--- Document passage ---

↓

Someone you love is having back surgery, and you will be his caregiver. It’s an important role—depending on the procedure your patient undergoes, he may be limited for the first six weeks following surgery and need almost-constant attention from you. Here’s how you can help him recover from back surgery:
Eliminate Potential Hazards
Remove mats, rugs and any other loose flooring that could cause him to trip. Clear a path to his chair and the bathroom—if there is any furniture in the way, move it. He may come home with a walker, so there must be plenty of space for him to use it. The base width of a standard walker is 24 inches.
- Make sure he can reach everything he needs in the shower without lifting his hands too high, twisting or bending.
- Have him brush his teeth in the kitchen. These sinks are higher and require less bending.
- If he wants to cook, put his cookware on the counter.
- Keep television remotes, his phone, pens and paper close to him.
This includes a gallon of milk, which weighs about nine pounds. He shouldn’t try to lift one until six weeks after surgery. Purchase milk in quarts instead.
Photo by Cedar Summit Farm via Flickr
He should purchase a raised toilet seat for each bathroom he will be using. For example, during the day he may use the half-bath in the hallway and at night, his master bath. Insurance may cover the cost of items related to his recovery.

↑

--- Requirement 1 ---
In the text on caring for someone after back surgery, what is the base width of a standard walker?
--- Requirement 2 ---
Continue the text on caring for someone after back surgery from its last sentence.

--- Supplied entries ---
↓

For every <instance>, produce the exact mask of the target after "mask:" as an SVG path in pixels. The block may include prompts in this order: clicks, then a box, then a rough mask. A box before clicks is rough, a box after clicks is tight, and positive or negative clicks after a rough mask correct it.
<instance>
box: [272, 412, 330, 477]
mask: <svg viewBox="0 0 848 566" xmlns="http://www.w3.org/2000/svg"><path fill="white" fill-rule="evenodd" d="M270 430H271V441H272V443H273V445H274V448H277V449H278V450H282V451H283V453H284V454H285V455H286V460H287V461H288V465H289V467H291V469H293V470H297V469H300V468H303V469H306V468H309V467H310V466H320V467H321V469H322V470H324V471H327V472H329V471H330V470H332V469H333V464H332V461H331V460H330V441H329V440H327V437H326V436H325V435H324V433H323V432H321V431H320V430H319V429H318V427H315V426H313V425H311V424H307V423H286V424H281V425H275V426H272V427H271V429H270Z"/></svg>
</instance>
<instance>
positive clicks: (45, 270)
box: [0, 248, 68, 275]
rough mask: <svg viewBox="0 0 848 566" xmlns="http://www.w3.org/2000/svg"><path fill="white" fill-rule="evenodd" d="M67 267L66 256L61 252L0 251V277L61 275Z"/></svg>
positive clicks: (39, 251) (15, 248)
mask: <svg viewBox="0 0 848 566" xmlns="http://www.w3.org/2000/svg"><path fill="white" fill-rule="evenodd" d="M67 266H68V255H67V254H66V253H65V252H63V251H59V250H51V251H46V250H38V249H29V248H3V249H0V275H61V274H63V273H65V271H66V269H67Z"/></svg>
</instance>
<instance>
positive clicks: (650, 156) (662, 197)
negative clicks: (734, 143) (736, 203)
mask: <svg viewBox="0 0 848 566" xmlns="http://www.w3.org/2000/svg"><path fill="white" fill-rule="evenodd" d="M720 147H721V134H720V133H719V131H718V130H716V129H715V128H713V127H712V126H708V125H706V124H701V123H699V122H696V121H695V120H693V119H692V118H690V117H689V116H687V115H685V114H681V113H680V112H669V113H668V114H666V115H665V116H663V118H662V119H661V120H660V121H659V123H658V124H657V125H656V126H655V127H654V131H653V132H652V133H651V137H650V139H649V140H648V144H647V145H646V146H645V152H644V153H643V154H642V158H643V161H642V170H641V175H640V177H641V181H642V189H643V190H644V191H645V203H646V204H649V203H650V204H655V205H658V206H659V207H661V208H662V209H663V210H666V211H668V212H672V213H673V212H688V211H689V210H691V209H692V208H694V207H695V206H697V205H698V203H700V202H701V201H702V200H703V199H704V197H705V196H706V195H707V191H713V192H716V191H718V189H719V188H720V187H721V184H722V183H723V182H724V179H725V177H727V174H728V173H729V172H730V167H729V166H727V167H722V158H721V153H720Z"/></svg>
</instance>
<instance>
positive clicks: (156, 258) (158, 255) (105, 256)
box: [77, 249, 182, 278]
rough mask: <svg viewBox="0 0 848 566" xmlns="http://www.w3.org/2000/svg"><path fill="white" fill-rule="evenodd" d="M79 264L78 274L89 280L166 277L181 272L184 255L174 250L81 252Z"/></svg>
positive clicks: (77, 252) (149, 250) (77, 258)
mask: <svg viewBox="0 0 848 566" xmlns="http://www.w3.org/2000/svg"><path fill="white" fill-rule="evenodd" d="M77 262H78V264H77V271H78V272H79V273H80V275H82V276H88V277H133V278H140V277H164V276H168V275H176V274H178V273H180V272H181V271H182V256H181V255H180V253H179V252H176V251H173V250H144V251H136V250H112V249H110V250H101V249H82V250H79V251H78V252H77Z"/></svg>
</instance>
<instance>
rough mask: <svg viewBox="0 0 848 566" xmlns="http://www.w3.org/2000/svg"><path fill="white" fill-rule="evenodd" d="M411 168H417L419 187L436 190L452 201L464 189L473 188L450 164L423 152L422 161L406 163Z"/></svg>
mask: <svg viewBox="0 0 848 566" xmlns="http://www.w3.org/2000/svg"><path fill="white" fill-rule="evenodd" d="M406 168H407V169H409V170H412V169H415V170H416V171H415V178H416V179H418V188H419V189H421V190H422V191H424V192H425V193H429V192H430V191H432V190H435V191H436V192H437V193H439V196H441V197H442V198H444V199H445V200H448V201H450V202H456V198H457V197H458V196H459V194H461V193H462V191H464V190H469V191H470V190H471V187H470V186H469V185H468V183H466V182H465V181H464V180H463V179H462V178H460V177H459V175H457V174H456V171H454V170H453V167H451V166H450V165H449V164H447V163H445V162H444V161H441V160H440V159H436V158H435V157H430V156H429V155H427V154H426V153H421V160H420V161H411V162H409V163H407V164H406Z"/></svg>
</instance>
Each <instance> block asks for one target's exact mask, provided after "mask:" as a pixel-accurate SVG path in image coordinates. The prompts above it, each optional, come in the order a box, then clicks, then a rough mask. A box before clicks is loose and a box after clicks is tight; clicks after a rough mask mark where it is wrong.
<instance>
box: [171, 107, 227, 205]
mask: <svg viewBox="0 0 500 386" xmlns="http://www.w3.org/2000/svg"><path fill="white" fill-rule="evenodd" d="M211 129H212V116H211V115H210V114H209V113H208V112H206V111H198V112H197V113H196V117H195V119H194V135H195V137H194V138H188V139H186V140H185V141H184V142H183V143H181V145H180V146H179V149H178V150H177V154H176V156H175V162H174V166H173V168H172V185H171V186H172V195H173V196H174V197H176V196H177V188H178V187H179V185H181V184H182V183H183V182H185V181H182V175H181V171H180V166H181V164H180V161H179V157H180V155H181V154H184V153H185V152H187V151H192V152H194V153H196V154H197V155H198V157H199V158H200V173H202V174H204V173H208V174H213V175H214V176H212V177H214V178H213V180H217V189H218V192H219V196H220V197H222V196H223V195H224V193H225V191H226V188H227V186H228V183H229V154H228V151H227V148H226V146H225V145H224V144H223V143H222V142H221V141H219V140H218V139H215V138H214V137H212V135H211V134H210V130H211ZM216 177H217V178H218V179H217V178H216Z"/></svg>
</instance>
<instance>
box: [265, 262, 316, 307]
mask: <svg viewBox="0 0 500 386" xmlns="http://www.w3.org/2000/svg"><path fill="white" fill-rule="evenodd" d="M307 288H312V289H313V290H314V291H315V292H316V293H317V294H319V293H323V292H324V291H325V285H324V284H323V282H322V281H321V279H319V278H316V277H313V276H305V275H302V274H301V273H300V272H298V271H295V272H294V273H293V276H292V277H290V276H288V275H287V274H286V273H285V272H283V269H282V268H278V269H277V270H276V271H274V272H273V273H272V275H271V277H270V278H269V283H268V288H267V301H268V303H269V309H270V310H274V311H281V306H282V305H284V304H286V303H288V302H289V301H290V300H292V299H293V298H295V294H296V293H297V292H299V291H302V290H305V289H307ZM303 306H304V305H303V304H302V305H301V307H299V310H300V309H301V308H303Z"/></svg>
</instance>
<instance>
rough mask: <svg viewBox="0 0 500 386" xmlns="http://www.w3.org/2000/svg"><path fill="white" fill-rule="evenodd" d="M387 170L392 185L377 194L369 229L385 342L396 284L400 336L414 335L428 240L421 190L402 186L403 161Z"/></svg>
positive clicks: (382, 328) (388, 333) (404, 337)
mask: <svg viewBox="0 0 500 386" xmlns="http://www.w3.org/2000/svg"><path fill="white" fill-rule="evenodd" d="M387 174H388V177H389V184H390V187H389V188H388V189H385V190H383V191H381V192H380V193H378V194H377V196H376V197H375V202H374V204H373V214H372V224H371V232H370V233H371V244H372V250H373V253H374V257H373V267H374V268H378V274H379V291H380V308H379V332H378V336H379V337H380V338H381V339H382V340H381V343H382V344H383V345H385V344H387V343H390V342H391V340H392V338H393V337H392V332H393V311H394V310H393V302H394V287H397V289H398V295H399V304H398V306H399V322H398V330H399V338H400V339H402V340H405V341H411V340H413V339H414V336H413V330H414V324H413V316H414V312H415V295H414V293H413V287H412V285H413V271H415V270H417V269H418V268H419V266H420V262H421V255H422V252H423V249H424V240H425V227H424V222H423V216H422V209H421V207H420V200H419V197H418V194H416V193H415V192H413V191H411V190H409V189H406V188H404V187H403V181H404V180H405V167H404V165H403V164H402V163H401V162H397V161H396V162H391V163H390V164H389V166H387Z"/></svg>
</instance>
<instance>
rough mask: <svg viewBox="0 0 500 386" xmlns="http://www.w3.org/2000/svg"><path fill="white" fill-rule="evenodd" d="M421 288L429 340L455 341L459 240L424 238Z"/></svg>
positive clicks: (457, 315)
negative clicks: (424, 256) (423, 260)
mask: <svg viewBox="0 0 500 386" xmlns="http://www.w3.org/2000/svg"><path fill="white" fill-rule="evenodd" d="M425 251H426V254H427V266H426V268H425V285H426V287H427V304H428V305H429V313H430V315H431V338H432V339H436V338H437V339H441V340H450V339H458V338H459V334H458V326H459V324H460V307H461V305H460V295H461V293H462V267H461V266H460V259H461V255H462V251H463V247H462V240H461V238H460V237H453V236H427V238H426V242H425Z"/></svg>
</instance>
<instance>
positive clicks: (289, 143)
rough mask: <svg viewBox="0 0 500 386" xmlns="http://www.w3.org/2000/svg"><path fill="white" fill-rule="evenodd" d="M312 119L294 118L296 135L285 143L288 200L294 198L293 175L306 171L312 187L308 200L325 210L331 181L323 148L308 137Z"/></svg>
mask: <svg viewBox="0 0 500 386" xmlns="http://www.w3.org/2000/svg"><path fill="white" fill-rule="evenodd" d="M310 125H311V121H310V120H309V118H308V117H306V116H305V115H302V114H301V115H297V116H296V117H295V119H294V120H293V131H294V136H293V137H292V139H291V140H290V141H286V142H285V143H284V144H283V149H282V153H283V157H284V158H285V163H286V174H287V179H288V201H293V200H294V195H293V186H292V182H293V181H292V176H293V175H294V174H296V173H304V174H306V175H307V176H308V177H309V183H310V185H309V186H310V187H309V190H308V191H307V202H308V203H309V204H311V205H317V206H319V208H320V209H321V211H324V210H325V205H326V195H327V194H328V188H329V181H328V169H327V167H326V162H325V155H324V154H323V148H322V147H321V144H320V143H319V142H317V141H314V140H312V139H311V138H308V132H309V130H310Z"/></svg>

↑

--- Written response 1 ---
24 inches.

--- Written response 2 ---
Most likely, his doctor will have him begin walking three days after surgery, and he may be asked to increase the frequency and duration of the walks as time goes on. Help him keep track of this.
Photo by Asela via Flickr
He will likely begin physical therapy six weeks after surgery. Encourage him to do his exercises and make sure he is performing them correctly. You can learn the proper techniques for many of these exercises by watching videos at Laser Spine Institute and similar sites. Follow the activity and physical therapy plan provided by your doctor.
Remind your charge to listen to his body—if an activity or exercise hurts, he should stop and not try it again for a while.
Make sure you obtain his medications directly after release from the hospital or outpatient surgery center. Ice packs will help alleviate swelling and reduce pain. Bags of frozen vegetables make great ice packs.
Create a medication chart or download one online. Write down the dates, times and quantities of his medication. If he is prescribed a narcotic pain reliever, he may have to be present to pick it up or have it mailed to him. For this reason, he should contact his physician no less than two days before he runs out of medication.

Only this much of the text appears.